Complete the following:
a: In the passage about skeleton meshes, who is described as being very keen on classes enforcing invariants?
b: Please output the passage about skeleton meshes word for word, from "One thing that" to "always remain true.".
c: Continue the passage about skeleton meshes from its last sentence.

>> START Extract provided

One thing that helps illustrate this problem is the concept of class invariants. But, more generally, the issue is that changes in mesh structure are kind of naturally linked to changes in the organisation of associated mesh data.

Class invariants

A nice thing about object oriented programming is the possibility to encapsulate operations in a class in a way that guarantees that some kind of class invariants always remain true.

Stroustrup is very keen on classes enforcing invariants. This is advice I try to follow, and something that has helped me on many occasions when debugging complex and difficult behaviours.

But consider the following code, with the 'skeleton mesh' approach:

void AddTri(
    cTriMesh& mesh,
    cVertData<cPoint>& points,
    cFaceData<cFaceAttributes>& attributes,
    cPoint p1, cPoint p2, cPoint p3
    )
{
    cVert v1 = points.push_back(p1);
    cVert v2 = points.push_back(p2);
    cVert v3 = points.push_back(p3);
    mesh.addTri(v1,v2,v3);
    //! forgot to update attributes
    //! to add an entry for the new face
    //! bad things may happen!
}

With an (object oriented) container mesh approach we could make it a class invariant that the size of the face attributes data vector always matches the mesh 'face size', and check and enforce this at the end of every modifying method.

Other linkage between mesh and mesh data

It's not just about the size of the content data vectors, though, and the objection is not just about keeping mesh and data in some measurably 'valid' state.

We also need to ensure that the values (and ordering of values) in our data vectors match the corresponding mesh elements.

If some code swaps the position of two faces in a mesh, for example, mesh data entries for those elements should also be swapped.

With a container mesh approach, the code for swapping faces would naturally also have the responsibility of swapping the corresponding data entries.

Lower level code

Skeleton meshes effectively externalise the responsibility for maintaining data size invariants, making sure that mesh data matches mesh structure, and so on, and writing code to take care of this externally can feel like writing lower level code.

Lower level, ..or more functional style?

Actually, I think this felt like low-level programming because I come from a low level coding background.

>> END Extract provided
>> START Information supplied

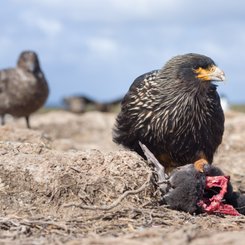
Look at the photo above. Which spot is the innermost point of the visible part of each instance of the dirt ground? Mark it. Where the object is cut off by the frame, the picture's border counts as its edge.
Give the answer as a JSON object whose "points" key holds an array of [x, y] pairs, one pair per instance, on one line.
{"points": [[66, 182]]}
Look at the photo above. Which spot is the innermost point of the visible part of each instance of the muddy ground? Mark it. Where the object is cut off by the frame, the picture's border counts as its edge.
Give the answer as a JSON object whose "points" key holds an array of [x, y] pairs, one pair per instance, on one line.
{"points": [[66, 182]]}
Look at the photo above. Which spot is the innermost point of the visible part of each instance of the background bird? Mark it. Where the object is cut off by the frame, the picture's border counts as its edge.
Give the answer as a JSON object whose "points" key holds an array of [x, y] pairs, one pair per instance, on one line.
{"points": [[174, 111], [23, 89]]}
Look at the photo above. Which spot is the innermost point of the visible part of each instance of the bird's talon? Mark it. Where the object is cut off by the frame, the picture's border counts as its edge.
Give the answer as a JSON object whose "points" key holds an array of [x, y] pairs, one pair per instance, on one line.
{"points": [[199, 164]]}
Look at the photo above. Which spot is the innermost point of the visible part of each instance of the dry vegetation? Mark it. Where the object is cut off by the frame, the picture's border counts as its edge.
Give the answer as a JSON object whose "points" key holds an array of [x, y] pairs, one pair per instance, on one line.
{"points": [[65, 181]]}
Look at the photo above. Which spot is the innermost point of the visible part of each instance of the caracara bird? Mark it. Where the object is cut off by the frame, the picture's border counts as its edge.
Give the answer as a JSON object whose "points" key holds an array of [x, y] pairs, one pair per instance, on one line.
{"points": [[175, 112], [23, 89]]}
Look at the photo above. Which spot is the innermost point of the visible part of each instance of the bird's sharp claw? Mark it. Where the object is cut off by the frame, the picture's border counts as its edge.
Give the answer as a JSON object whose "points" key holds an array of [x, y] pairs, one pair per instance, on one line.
{"points": [[199, 164]]}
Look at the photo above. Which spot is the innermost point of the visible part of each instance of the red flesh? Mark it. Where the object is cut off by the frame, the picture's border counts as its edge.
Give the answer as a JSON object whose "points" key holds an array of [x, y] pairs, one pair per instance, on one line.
{"points": [[215, 204]]}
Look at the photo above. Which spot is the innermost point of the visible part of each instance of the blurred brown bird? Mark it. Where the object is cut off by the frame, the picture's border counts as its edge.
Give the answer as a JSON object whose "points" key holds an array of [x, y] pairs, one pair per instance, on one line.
{"points": [[175, 112], [23, 89]]}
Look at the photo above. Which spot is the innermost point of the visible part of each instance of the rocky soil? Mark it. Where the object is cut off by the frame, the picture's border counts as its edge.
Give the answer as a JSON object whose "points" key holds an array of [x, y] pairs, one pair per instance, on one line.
{"points": [[65, 182]]}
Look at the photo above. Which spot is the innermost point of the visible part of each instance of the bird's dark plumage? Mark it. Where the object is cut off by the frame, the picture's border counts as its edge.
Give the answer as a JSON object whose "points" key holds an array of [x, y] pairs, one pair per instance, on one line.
{"points": [[174, 111], [23, 89]]}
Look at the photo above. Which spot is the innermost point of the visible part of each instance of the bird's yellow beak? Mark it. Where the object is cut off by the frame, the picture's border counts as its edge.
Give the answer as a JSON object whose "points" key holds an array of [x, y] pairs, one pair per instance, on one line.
{"points": [[212, 73]]}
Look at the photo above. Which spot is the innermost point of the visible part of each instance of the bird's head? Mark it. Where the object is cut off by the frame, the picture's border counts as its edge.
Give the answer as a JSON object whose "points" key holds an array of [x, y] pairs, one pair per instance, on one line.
{"points": [[195, 68], [28, 61]]}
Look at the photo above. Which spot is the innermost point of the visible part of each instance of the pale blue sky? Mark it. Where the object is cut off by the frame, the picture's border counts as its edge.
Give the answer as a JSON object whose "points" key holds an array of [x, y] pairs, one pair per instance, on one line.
{"points": [[98, 47]]}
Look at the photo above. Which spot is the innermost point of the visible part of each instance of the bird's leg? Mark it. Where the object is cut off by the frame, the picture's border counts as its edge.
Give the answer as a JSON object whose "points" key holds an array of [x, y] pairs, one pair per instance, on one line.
{"points": [[201, 162], [2, 119], [27, 122], [162, 180]]}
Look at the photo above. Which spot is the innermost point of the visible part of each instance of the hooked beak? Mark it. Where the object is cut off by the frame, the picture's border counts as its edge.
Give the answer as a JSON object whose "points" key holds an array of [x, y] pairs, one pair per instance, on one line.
{"points": [[212, 73]]}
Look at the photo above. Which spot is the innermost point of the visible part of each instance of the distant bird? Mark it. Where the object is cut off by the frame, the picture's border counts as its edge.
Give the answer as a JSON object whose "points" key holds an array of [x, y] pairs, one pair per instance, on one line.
{"points": [[23, 89], [82, 103], [174, 111], [78, 104]]}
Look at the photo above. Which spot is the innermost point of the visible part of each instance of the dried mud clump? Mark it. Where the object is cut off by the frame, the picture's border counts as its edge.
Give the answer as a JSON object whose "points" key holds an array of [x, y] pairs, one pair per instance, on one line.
{"points": [[65, 181]]}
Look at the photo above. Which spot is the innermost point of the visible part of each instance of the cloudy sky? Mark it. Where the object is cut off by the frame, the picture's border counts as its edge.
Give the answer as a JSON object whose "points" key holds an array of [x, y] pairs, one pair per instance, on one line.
{"points": [[98, 47]]}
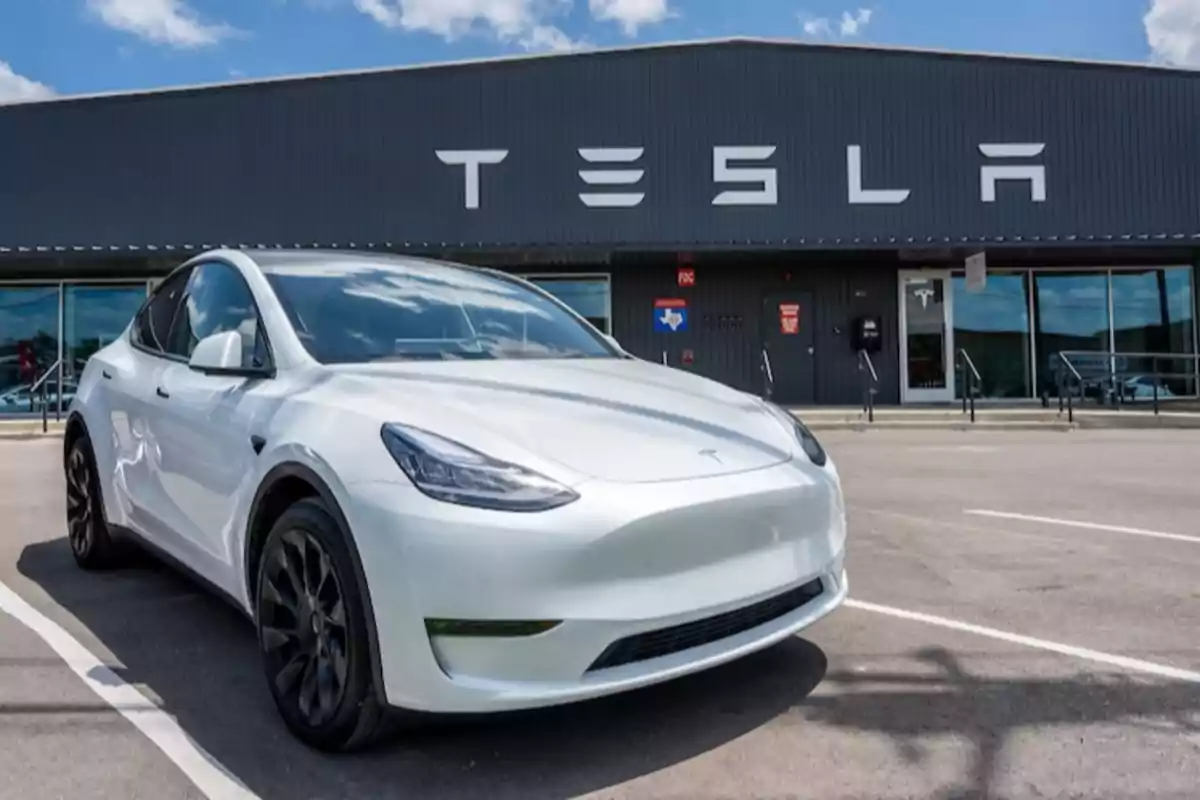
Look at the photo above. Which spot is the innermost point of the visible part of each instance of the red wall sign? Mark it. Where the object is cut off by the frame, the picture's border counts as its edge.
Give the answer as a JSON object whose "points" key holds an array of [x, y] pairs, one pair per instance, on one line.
{"points": [[790, 318]]}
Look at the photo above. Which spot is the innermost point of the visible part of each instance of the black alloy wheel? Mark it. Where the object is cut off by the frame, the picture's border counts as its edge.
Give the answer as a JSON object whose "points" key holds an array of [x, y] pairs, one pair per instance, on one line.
{"points": [[312, 631], [87, 529]]}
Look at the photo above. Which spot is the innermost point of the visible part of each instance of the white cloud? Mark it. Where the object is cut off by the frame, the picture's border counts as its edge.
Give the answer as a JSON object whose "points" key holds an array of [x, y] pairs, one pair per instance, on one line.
{"points": [[851, 24], [817, 26], [521, 22], [630, 14], [1173, 30], [19, 89], [162, 22]]}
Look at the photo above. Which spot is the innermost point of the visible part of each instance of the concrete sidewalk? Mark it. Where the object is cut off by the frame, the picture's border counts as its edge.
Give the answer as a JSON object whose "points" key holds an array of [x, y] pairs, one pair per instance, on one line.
{"points": [[993, 417]]}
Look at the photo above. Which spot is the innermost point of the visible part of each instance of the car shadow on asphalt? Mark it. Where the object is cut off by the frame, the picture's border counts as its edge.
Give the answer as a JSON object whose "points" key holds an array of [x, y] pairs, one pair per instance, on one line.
{"points": [[197, 656], [912, 707]]}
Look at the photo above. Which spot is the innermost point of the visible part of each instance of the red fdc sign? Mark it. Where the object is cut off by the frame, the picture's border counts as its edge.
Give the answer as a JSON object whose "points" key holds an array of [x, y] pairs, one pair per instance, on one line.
{"points": [[790, 318]]}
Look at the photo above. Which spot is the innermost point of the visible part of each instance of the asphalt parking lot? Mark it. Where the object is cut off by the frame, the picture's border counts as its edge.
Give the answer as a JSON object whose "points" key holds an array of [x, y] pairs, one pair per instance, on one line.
{"points": [[1023, 624]]}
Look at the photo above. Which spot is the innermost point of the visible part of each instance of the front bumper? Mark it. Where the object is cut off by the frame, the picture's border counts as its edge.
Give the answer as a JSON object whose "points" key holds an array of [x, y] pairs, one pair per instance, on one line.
{"points": [[702, 565]]}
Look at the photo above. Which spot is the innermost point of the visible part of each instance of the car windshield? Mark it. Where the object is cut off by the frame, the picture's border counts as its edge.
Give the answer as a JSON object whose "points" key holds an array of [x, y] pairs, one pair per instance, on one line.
{"points": [[355, 312]]}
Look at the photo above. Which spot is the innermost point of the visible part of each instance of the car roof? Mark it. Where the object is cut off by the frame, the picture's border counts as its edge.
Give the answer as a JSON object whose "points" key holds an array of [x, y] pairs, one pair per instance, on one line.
{"points": [[274, 259]]}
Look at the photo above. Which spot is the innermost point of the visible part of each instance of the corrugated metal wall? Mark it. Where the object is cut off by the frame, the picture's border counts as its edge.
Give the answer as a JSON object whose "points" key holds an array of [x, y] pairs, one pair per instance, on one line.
{"points": [[353, 158], [726, 313]]}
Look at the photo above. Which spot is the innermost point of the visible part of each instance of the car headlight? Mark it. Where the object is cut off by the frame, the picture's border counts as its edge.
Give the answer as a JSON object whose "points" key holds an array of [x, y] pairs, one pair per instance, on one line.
{"points": [[454, 473], [808, 441]]}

>> END Information supplied

Written responses:
a: Stroustrup

b:
One thing that helps illustrate this problem is the concept of class invariants. But, more generally, the issue is that changes in mesh structure are kind of naturally linked to changes in the organisation of associated mesh data.

Class invariants

A nice thing about object oriented programming is the possibility to encapsulate operations in a class in a way that guarantees that some kind of class invariants always remain true.

c:
Luckily, I'm quite happy with using a lower level programming style, when it's necessary to get things done, or when this just feels like a better way to set things up, and the fact that skeleton meshes felt like a lower level coding style didn't put me off taking this approach.

But since then I've also played around a bit with functional programming (in Haskell, for example), and skeleton meshes also turns out to be a much more 'functional programming style' approach to the problem.

In Haskell (and other functional programming languages) encapsulating data into classes (and defining invariants) is much less of a thing, and instead it's more important to specify the exact data flow for your processes, and this is also how the skeleton meshes approach works out.

Swings and roundabouts

It turns out that there's something of a trade-off here, and while breaking our mesh and data apart certainly does break encapsulation, there are also a whole bunch of advantages that come out of this, in particular if you want to take more of a functional programming approach.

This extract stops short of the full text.